#### [To be done]
Output all lines exactly.

#### [Stored data]
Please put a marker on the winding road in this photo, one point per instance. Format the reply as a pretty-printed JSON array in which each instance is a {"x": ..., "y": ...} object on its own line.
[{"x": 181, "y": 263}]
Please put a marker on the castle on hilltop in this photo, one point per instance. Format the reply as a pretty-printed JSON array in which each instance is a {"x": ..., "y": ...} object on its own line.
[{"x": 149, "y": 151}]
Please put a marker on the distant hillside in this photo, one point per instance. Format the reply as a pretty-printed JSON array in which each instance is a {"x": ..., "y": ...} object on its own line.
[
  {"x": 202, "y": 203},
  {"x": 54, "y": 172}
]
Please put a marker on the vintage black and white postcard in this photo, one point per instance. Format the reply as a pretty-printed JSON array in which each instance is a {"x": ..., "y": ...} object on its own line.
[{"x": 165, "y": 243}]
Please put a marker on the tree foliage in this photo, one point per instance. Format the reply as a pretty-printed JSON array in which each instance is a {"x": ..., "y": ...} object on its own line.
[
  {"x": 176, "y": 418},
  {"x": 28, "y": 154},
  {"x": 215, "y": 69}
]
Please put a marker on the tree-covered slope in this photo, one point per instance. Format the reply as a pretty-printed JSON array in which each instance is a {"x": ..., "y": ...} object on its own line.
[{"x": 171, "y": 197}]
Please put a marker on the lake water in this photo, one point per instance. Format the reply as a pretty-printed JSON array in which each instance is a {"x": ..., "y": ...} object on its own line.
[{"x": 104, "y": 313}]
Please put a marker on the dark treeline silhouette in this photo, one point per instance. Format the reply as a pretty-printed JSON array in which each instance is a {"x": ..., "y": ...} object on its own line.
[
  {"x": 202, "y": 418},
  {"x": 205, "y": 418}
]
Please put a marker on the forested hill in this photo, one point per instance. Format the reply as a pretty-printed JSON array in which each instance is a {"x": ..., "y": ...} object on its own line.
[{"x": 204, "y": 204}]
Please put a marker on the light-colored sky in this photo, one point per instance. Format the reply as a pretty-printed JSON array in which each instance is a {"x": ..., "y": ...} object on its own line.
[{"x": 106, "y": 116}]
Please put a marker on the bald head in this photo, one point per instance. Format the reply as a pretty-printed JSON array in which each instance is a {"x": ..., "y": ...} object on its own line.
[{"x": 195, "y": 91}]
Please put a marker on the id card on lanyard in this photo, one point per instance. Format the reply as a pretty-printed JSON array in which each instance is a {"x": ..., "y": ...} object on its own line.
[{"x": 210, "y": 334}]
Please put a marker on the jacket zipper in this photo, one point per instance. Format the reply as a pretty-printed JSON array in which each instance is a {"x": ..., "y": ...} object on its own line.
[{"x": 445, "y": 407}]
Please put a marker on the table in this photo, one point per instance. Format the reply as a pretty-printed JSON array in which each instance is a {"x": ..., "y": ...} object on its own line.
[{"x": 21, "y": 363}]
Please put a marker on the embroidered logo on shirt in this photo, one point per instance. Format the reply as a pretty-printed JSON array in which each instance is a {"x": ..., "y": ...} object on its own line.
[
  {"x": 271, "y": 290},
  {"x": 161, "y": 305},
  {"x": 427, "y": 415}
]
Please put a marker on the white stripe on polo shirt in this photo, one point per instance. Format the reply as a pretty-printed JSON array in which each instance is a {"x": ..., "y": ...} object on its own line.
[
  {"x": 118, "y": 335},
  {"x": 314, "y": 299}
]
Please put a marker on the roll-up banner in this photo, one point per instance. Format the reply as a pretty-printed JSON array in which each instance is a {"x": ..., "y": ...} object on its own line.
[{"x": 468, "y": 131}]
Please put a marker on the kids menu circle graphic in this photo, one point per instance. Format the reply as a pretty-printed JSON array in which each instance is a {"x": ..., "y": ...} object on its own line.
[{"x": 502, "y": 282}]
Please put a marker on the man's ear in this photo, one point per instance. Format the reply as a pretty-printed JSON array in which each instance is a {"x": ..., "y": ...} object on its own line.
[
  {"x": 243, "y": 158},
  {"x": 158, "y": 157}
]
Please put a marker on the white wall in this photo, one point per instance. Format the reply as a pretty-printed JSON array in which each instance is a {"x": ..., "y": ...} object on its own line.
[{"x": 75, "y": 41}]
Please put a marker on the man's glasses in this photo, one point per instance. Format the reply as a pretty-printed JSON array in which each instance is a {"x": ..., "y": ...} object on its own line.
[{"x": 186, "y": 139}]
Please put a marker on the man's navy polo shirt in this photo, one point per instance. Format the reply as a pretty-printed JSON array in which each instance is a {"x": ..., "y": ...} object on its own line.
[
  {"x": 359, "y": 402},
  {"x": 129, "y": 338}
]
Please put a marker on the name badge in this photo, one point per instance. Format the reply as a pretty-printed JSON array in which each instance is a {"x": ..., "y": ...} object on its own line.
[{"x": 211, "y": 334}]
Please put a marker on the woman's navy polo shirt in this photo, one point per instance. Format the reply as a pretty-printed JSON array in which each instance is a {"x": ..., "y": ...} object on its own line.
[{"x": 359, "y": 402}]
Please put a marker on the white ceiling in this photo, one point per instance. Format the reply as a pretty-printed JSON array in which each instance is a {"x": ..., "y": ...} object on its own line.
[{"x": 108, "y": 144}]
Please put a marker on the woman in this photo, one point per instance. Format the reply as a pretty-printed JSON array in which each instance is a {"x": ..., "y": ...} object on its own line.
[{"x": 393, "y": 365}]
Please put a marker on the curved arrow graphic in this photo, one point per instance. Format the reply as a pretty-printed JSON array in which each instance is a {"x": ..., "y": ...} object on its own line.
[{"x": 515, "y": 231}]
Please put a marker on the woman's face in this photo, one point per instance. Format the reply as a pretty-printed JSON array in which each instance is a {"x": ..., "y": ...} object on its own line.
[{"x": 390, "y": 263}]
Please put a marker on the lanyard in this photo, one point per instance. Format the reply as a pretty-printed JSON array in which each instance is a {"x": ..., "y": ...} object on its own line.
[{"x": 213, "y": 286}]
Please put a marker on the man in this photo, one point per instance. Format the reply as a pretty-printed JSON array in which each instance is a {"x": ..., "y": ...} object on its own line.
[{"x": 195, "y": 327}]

#### [Written answer]
Please put a marker on the winding road in this photo, one point per instance. Format the reply as a pretty-printed JSON array in which each instance is a {"x": ..., "y": ...} object on its own line.
[{"x": 181, "y": 263}]
Please put a marker on the castle on hilltop in this photo, one point per instance. Format the reply as a pretty-printed JSON array in which each instance is a {"x": ..., "y": ...} object on its own line.
[{"x": 149, "y": 151}]
Please put a marker on the distant hillside in this photo, one point per instance. Format the reply as a pretty-printed JSON array in which each instance is a {"x": ..., "y": ...} object on its own line.
[
  {"x": 202, "y": 203},
  {"x": 54, "y": 172}
]
Please put a marker on the vintage black and white postcard in this photo, one point per instance. Format the reply as a pretty-printed JSON array in which each instance is a {"x": ..., "y": ...} object on its own line.
[{"x": 165, "y": 243}]
Please put a marker on the tree foliage in this photo, one point per instance. Format the reply as a pretty-printed JSON array in which each instance is a {"x": ..., "y": ...} object on its own line.
[
  {"x": 176, "y": 418},
  {"x": 28, "y": 154},
  {"x": 215, "y": 69}
]
Please put a marker on the tree-covered slope in this photo, one point per instance. Format the reply as a pretty-printed JSON array in which each instance is a {"x": ..., "y": ...} object on its own line.
[{"x": 171, "y": 197}]
Please put a marker on the lake water in this photo, one point per instance. Format the reply as a pretty-printed JSON array in which each instance is a {"x": ..., "y": ...} object on its own line.
[{"x": 104, "y": 313}]
Please put a marker on the dark treeline silhouette in this photo, one point per instance. Format the reply as a pretty-printed JSON array in which each instance is a {"x": ..., "y": ...} object on its own line.
[
  {"x": 202, "y": 418},
  {"x": 205, "y": 418}
]
Please put a marker on the forested hill in this photo, one point per instance. Format the reply as a pretty-printed JSON array in which each instance is a {"x": ..., "y": ...} object on its own line.
[{"x": 204, "y": 204}]
Please put a marker on the light-colored sky in this photo, one point per instance. Format the reply as a pretty-printed JSON array in which each instance is a {"x": ..., "y": ...} object on its own line.
[{"x": 106, "y": 116}]
Please put a marker on the bald head in this photo, one point per instance. Format the reply as a pretty-printed JSON array in which each instance is a {"x": ..., "y": ...} object on its own line.
[{"x": 195, "y": 91}]
Please put a marker on the id card on lanyard in this photo, one point per instance. Format the reply as a pretty-printed JSON array in which each instance is a {"x": ..., "y": ...} object on its own line.
[{"x": 210, "y": 334}]
Please put a marker on the jacket zipper in this photo, one point per instance. Format the reply as a pretty-printed JSON array in which each instance is a {"x": ..., "y": ...} object on its own line.
[{"x": 445, "y": 407}]
Please put a marker on the table in this photo, one point per instance. Format the reply as a pretty-printed JSON array in which each instance is a {"x": ..., "y": ...} object on its own line.
[{"x": 21, "y": 363}]
Please put a marker on the embroidered logo on shirt in this photo, one point per instance. Format the reply as a pretty-printed JSON array in which each instance is a {"x": ..., "y": ...} object on its own line.
[
  {"x": 271, "y": 290},
  {"x": 161, "y": 305},
  {"x": 427, "y": 415}
]
Please put a marker on the white stripe on polo shirt in this photo, one point per instance. Format the reply as a pretty-printed JSON array in which each instance is a {"x": ..., "y": ...} object on its own line.
[
  {"x": 118, "y": 335},
  {"x": 314, "y": 299}
]
Please put a marker on the roll-up banner in this photo, one point per instance. Format the reply as a pretty-printed JSON array in which each instance is a {"x": ..., "y": ...} object on its own line.
[{"x": 468, "y": 131}]
Please put a marker on the kids menu circle graphic in this photo, one point per instance. Format the reply as a pretty-printed JSON array in which each instance is a {"x": ..., "y": ...} object on its own line.
[{"x": 502, "y": 282}]
Please put a marker on the man's ear in this photo, one point per instance. Format the reply as a pretty-printed JSON array in which each instance is a {"x": ..., "y": ...} object on its own line.
[
  {"x": 243, "y": 158},
  {"x": 158, "y": 157}
]
Please put a marker on the white wall in this photo, one point per instance. Format the reply as a pretty-printed JSON array in which each instance is a {"x": ..., "y": ...} object on its own line.
[{"x": 75, "y": 41}]
Please put a marker on the man's glasses in this photo, one point per instance. Format the reply as a pretty-printed JSON array in which each instance is a {"x": ..., "y": ...} object on its own line.
[{"x": 186, "y": 139}]
Please put a marker on the man's navy polo shirt in this photo, one point per instance. Format the reply as a pretty-printed JSON array in which each instance is a {"x": ..., "y": ...} object on its own line.
[
  {"x": 359, "y": 402},
  {"x": 129, "y": 338}
]
Please put a marker on the name badge in this photo, one point per instance. Format the reply as a pretty-printed JSON array in which each instance is a {"x": ..., "y": ...} object on its own line.
[{"x": 211, "y": 334}]
Please put a marker on the woman's navy polo shirt in this photo, one point per instance. Format the reply as a pretty-printed JSON array in which each instance is a {"x": ..., "y": ...} object on its own line.
[{"x": 359, "y": 402}]
Please put a marker on the white ceiling in this photo, one point per instance. Format the reply as a pretty-printed JSON array in which each instance is a {"x": ..., "y": ...} object on its own line.
[{"x": 108, "y": 144}]
Please put a marker on the woman in this photo, one point per instance. Format the reply as a pretty-printed JSON array in which each instance is a {"x": ..., "y": ...} object on its own line.
[{"x": 393, "y": 365}]
Please put a marker on the curved arrow graphic in this photo, one point per instance. Format the reply as a pretty-printed JSON array in which each instance is a {"x": ..., "y": ...} object on its own line.
[{"x": 515, "y": 231}]
Please put a marker on the woman's face in this photo, one point per instance. Format the reply as a pretty-printed JSON array in which each instance is a {"x": ..., "y": ...} object on its own line.
[{"x": 390, "y": 263}]
Please put a marker on the lanyard in this photo, one point per instance. Format the reply as a pretty-printed JSON array in which each instance is a {"x": ..., "y": ...} object on its own line.
[{"x": 213, "y": 286}]
Please put a marker on the man in this photo, one point per instance. Format the reply as a pretty-printed JSON array in which each instance is a {"x": ..., "y": ...} object on its own line.
[{"x": 195, "y": 327}]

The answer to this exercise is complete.